- Birth name: Beau Monga
- Born: 14 April 1994 (age 30) Manurewa, New Zealand
- Genres: Hip hop, pop
- Occupation(s): Singer, songwriter, beatboxer, DJ
- Instrument(s): Vocals, guitar, beatbox, loop pedal
- Years active: 2015–present

= Beau Monga =

New Zealand singer and beatboxer

Beau Monga (born 14 April 1994) is a New Zealand singer/beatboxer from Manurewa, who won the second season of the New Zealand version of The X Factor.

==Early life==
Monga was born in South Auckland in 1994. He is the son of Betty-Anne and Ryan Monga of the group Ardijah.

==Musical influence==
Monga cites his parents, James Brown and Michael Jackson as his main musical influences.

==The X Factor==

At his audition, Monga performed a version of "Hit the Road Jack" using a loop pedal. He received a standing ovation from all four judges and positive comments. As of 2022, his audition has received over 85 million combined views on Facebook and YouTube after going viral online. After the elimination of Nofo Lameko on week 2 and Stevie Tonks in week 9, Beau was the final act on the boys category who progressed through to the grand final. Going into the grand final, Beau was also the only act in series 2 who never landed in the bottom two. He eventually won the series after beating Nyssa Collins and Brendon Thomas and The Vibes in the grand final. He was initially mentored by Natalia Kills, but he was replaced by former Australian judge Natalie Bassingthwaighte after Kills was removed from the show due to a bullying controversy in the first live show. He is the first (and, to date, only) male winner of The X Factor NZ.

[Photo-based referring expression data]
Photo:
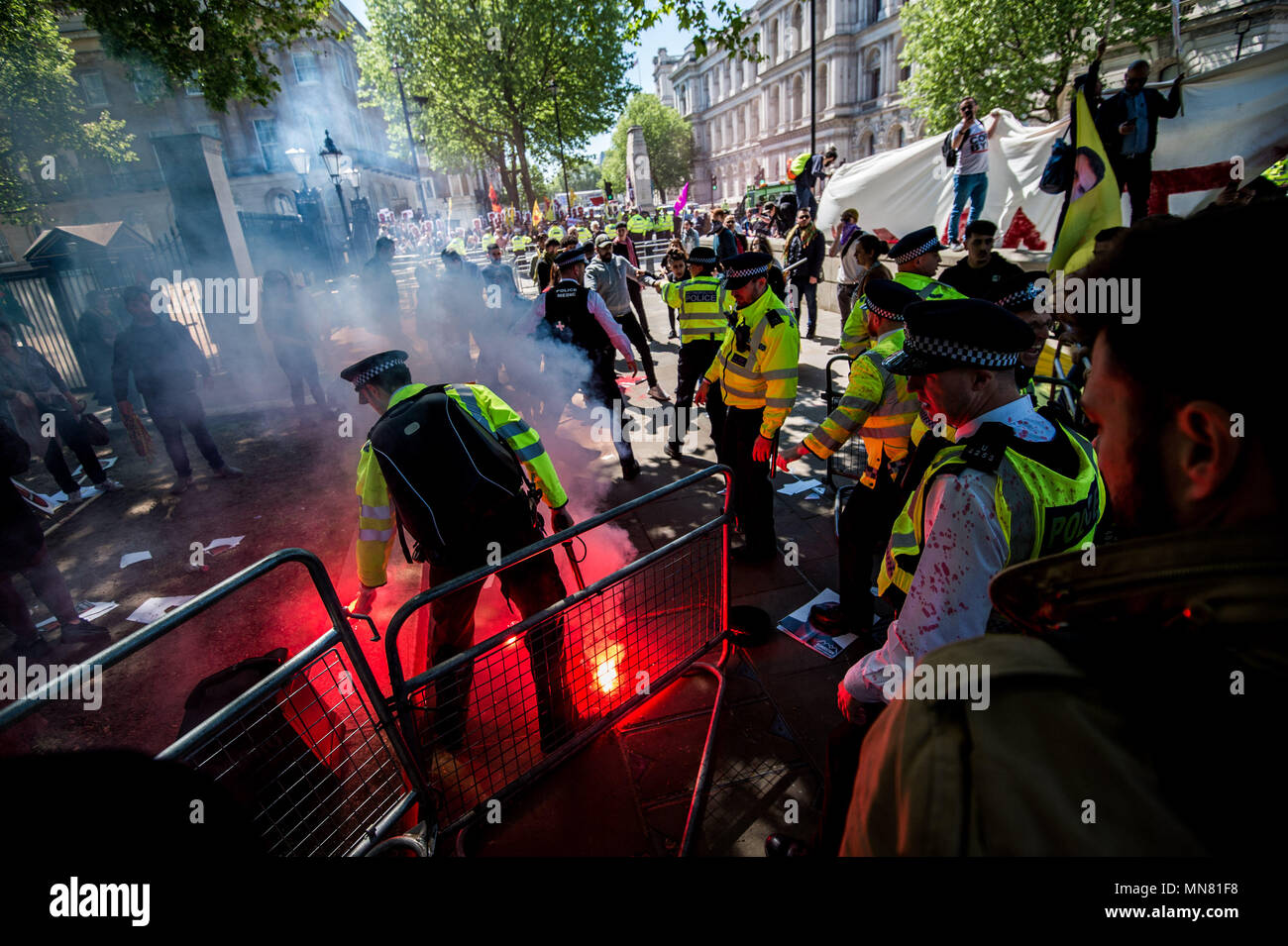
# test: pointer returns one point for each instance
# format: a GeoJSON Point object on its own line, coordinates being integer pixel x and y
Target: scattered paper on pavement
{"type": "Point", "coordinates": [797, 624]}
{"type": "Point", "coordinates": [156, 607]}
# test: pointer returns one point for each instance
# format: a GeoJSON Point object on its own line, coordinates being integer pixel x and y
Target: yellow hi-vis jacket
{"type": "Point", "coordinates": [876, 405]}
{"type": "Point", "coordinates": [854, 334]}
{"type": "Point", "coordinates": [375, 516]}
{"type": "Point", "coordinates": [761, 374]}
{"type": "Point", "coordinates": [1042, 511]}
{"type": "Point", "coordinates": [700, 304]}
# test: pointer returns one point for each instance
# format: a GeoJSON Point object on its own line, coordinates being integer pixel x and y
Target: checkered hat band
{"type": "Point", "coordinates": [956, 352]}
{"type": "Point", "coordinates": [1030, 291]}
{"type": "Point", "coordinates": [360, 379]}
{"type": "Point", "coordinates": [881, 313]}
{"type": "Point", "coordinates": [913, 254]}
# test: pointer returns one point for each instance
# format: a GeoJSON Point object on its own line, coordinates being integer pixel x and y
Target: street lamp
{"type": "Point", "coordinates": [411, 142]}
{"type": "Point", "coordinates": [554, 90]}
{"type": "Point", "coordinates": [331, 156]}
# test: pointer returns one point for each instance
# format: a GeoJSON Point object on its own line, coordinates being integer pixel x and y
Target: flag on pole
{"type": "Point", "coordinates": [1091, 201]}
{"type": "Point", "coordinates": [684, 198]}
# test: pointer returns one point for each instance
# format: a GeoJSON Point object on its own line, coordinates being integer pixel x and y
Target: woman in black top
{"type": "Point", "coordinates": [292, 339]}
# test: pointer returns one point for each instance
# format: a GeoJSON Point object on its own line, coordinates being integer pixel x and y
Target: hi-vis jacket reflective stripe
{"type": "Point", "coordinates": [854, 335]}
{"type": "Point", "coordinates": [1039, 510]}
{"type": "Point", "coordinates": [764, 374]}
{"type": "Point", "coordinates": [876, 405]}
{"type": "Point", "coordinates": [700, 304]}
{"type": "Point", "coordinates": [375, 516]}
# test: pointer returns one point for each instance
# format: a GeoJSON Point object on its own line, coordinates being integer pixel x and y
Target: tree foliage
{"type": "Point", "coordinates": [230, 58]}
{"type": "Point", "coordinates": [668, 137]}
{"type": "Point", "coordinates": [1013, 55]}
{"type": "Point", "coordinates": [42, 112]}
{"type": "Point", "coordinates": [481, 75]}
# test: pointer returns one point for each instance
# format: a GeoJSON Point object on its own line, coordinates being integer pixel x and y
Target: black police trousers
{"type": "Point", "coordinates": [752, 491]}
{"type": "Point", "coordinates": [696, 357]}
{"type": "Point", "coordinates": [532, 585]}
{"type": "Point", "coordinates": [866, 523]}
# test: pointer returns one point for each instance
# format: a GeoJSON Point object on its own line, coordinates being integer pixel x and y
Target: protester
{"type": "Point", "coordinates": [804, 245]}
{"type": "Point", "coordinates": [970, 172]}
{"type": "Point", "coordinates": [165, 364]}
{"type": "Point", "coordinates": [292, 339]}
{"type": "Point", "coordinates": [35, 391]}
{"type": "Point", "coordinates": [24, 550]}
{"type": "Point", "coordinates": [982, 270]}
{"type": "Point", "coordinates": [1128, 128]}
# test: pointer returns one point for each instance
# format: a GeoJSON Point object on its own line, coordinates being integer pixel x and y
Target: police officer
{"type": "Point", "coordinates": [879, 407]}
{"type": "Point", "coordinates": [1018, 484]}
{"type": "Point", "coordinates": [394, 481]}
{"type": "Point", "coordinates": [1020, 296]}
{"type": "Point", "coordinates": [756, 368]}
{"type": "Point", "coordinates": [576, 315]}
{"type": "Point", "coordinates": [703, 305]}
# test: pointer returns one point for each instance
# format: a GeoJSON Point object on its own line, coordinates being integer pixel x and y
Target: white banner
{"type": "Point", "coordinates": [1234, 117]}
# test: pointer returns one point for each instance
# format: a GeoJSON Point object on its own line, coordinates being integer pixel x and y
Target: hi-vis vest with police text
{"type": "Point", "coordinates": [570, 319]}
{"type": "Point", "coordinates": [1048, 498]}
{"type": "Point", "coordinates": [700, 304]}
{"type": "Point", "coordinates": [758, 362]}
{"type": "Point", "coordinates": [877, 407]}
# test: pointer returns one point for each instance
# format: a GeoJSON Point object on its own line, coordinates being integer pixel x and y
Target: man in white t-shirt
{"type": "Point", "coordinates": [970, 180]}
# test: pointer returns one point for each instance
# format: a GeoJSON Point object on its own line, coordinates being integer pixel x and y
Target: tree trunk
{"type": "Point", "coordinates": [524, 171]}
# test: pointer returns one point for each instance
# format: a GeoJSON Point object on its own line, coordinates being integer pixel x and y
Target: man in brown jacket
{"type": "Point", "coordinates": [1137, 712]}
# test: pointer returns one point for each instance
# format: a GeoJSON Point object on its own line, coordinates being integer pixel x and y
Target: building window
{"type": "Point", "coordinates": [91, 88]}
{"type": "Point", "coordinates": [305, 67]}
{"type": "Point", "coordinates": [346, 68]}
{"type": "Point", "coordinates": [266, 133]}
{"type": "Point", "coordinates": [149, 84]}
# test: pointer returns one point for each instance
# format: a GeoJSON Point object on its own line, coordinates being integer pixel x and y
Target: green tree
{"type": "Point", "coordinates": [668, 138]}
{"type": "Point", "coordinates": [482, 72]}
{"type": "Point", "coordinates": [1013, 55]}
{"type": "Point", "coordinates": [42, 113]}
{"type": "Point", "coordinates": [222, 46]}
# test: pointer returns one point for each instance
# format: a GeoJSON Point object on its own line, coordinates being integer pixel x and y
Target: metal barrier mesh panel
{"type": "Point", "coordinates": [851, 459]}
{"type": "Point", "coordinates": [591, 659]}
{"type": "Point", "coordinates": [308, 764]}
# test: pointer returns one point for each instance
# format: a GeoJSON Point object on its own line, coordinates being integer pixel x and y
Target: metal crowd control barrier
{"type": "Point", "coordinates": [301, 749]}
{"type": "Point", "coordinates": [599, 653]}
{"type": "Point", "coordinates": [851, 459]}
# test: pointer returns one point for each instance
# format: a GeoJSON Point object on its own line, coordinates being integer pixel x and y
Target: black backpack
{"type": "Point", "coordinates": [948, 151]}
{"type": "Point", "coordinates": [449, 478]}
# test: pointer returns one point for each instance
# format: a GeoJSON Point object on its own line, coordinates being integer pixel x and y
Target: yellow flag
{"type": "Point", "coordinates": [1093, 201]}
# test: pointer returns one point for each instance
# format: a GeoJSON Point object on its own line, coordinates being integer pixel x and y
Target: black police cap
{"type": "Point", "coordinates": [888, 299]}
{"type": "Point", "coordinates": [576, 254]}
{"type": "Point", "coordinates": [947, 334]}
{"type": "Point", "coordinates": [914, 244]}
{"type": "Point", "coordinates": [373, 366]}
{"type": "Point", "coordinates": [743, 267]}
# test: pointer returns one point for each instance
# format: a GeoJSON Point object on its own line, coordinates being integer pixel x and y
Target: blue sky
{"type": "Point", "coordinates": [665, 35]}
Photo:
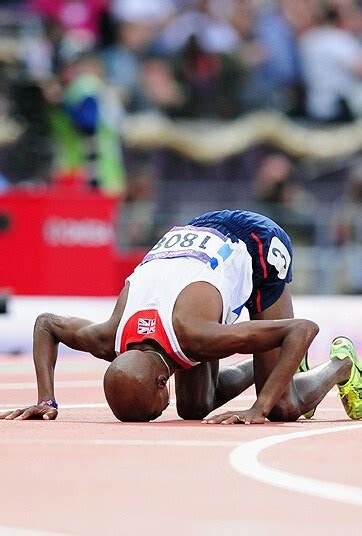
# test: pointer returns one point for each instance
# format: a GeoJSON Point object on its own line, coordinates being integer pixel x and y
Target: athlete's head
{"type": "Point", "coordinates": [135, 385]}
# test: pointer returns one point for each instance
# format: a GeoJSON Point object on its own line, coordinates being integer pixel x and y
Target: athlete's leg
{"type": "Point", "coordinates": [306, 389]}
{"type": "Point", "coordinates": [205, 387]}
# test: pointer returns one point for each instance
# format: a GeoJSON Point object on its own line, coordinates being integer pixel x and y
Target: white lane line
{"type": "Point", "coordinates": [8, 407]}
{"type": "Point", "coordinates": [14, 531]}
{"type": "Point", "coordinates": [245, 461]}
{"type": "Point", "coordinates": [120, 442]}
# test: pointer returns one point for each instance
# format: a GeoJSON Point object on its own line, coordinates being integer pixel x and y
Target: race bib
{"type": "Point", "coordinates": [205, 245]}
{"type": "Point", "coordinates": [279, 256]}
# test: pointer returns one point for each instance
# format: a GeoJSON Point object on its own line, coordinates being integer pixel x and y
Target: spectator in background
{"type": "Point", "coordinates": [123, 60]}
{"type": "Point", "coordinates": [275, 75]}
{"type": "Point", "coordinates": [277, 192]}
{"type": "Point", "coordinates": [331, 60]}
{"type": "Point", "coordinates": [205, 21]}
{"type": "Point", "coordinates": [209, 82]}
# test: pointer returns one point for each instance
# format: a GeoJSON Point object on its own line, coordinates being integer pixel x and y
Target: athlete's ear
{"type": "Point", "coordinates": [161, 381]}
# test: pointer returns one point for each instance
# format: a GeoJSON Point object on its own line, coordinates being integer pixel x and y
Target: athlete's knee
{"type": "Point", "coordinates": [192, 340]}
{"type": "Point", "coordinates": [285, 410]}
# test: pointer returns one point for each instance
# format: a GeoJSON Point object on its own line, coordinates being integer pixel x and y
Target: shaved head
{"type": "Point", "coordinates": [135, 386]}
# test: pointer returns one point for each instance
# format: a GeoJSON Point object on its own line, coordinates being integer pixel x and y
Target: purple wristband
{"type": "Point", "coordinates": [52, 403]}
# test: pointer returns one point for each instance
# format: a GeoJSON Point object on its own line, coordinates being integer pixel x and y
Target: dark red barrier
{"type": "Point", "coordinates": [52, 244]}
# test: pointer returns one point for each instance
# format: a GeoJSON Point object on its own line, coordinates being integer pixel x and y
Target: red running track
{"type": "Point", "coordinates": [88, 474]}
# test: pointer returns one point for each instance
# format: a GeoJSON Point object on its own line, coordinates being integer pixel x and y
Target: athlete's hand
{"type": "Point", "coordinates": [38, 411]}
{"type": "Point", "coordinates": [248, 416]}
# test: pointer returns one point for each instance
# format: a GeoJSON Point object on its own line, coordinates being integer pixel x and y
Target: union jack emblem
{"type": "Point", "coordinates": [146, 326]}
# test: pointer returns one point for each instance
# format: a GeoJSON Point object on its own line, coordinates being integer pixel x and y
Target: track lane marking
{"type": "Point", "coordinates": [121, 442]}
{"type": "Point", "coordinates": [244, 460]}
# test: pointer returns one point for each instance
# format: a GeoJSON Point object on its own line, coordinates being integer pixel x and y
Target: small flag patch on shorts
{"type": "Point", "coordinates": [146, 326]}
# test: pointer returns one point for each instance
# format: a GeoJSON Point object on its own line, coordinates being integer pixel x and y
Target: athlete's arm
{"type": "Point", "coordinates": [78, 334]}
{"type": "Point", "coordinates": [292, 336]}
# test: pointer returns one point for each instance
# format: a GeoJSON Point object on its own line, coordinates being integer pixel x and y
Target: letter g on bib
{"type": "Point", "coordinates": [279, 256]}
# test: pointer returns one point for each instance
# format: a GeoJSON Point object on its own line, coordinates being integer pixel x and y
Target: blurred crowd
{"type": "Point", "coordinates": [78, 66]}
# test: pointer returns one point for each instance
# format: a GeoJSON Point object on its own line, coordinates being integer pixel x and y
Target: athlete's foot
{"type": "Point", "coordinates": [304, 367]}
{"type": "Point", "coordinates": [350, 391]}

Exercise instructions:
(a) Which instruments does the Beau Monga profile list for him?
(b) According to the Beau Monga profile, what song did Monga perform at his X Factor audition?
(c) Summarize the Beau Monga profile in two sentences.

Responses by task:
(a) Vocals, guitar, beatbox, loop pedal

(b) A version of "Hit the Road Jack"

(c) Beau Monga, born 14 April 1994, is a New Zealand singer and beatboxer from Manurewa who won the second season of the New Zealand version of The X Factor. His audition performance of "Hit the Road Jack" with a loop pedal went viral online, he never landed in the bottom two, and he is the first and, to date, only male winner of The X Factor NZ.